→ **Problem**
Print each line of the listing once more, precisely as given.

-=-=-=-=-

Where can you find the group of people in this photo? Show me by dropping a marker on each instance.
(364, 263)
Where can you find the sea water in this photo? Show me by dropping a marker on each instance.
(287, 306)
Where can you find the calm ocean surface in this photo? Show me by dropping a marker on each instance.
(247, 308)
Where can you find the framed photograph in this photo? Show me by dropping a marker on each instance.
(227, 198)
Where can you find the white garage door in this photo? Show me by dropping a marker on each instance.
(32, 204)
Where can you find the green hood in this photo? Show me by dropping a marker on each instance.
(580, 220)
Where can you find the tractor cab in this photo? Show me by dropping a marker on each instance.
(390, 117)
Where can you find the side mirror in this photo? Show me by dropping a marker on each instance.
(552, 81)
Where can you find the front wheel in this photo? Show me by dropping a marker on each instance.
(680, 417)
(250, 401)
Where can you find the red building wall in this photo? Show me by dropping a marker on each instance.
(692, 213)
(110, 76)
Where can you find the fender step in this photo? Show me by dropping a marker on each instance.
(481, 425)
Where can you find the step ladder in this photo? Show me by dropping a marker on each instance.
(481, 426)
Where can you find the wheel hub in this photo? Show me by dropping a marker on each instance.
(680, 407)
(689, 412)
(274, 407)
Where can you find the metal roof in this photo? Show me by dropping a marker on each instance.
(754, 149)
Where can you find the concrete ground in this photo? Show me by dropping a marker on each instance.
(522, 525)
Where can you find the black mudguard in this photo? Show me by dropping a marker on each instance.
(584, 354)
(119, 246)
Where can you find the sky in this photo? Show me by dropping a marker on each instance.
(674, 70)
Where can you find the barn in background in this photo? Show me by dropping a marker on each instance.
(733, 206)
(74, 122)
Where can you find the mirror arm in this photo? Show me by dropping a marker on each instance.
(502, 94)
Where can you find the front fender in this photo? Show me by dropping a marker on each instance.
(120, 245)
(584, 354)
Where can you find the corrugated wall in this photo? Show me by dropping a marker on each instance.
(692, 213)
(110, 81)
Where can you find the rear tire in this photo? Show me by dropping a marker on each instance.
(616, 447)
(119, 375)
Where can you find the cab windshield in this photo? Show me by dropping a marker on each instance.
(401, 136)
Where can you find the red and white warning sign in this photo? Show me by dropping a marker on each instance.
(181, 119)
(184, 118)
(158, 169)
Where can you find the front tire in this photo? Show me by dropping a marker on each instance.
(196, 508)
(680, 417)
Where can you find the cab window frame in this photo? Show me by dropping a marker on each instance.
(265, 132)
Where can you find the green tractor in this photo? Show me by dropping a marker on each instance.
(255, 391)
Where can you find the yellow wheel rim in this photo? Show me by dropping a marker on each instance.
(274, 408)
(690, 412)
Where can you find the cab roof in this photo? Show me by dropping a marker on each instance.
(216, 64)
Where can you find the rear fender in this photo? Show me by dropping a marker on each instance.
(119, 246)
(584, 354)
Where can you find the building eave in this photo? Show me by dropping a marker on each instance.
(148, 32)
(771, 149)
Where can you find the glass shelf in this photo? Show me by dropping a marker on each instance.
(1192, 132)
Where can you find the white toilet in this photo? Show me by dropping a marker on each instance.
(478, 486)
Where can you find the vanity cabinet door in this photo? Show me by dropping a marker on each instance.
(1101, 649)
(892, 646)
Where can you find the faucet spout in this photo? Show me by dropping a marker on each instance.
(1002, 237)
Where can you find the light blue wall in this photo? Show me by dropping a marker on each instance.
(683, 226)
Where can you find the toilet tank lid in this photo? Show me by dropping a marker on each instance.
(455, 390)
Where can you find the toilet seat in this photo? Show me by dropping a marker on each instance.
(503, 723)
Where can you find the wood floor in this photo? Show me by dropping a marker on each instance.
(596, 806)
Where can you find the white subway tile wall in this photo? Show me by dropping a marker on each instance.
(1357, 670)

-=-=-=-=-

→ **Result**
Where can you find the group of people in this photo? Show me by dropping a marker on each instance.
(364, 263)
Where can you find the sea water in this photo? Show me by dropping a marker on each instance.
(287, 306)
Where can you find the calm ocean surface in this photo? Show me by dropping a marker on each instance.
(247, 308)
Where can you find the framed photograph in this photo? Show me by dropping a marker on each instance.
(227, 198)
Where can you find the white garage door in this photo? Show me by dropping a marker on each instance.
(32, 204)
Where can you find the green hood in this photo? Show me by dropping a marker on each instance.
(580, 220)
Where can you find the tractor cab in this photo? Show me by dropping a marker on each instance.
(390, 117)
Where can you find the side mirror in this photo? Show me by dropping a marker on each instance.
(552, 81)
Where can you find the front wheel in this photo? Show me by dropping a marker on each instance.
(680, 417)
(250, 401)
Where can you find the red building wall in this photo? Show me by dropping a marker on each instance.
(692, 213)
(110, 76)
Where can you find the fender step in this photo? Show me by dropping a marker on each instance.
(481, 425)
Where can you find the step ladder in this photo? Show me by dropping a marker on each instance.
(481, 426)
Where can you find the wheel hub in this photo? Show me by dropping a marker on each instance.
(680, 407)
(689, 412)
(274, 407)
Where can you find the metal roof in this photo? Show me by dropping a marker on each instance.
(754, 149)
Where can you find the concrete ground in this photo? Show me by dropping a marker on each instance.
(522, 525)
Where can you find the black mudguard in this photo? Show me by dropping a marker on each instance.
(584, 354)
(119, 246)
Where can you find the sky in this photo? Show me by dropping a marker on each instance.
(674, 70)
Where can you find the barn in background in this photo? Show me by dropping a marker on each instance.
(733, 206)
(74, 122)
Where can you find the mirror arm in this photo? Show me by dropping a marker on each instance.
(502, 94)
Where can you find the front fender in this photo? Show me by dropping a marker on each instance.
(120, 245)
(584, 354)
Where can you find the corrugated wall in this photo? Show me by dropping a marker on each instance.
(692, 213)
(110, 81)
Where can you find the rear tire in this photo? Show me by dropping a marker on each instance.
(616, 447)
(119, 375)
Where can you find the cab windshield in this photo? Show me by dropping a marker on each instance.
(401, 136)
Where can you find the red and white warning sign in this photo? Show me by dropping a marker on each instance.
(181, 119)
(184, 118)
(158, 169)
Where can you find the front tire in this photo? Show me by dropping a marker on each instance.
(196, 508)
(680, 417)
Where can you find the cab window frame in this photo? Show me by dropping a marker on each instance.
(265, 132)
Where can you find the green tractor in this photo? Show me by dropping a marker on each instance.
(255, 391)
Where can you find the yellow wheel rim in this photo? Show me by dropping a marker on each instance.
(274, 408)
(690, 412)
Where can you find the cab roof in this photo? Show me by dropping a marker on each instance.
(216, 64)
Where can you find the rear fender in this photo? Show me by dropping a marker on each instance.
(119, 246)
(584, 354)
Where can you find the building eave in this photo? Show me by dropping a marker on each instance.
(148, 32)
(771, 149)
Where can you find the glass shelf in this photo? Show me by dropping a marker on each instance.
(1192, 132)
Where can you find the white toilet in this photo? Show me by dropping a marker on each instance.
(478, 486)
Where can you find the vanity cabinet door in this photo? Show me by dropping a marker on each instance.
(1101, 649)
(892, 646)
Where can you find the faucet spout in this photo? Show me by dropping a marker on each instance.
(1002, 237)
Where can you find the light blue wall in this photo? Show me by dropping a marker on each instance.
(683, 226)
Where can you find the toilet tank lid in this photo? Show me by dropping a marker on each instance.
(455, 390)
Where can you find the toilet seat in this photo? Show me by dropping a marker on each instance.
(503, 723)
Where can you find the wood floor in this photo? Show me by dropping a marker on each instance.
(596, 806)
Where can you find the white subway tile wall in this photo? Show me by dropping a marker on each instance.
(1357, 670)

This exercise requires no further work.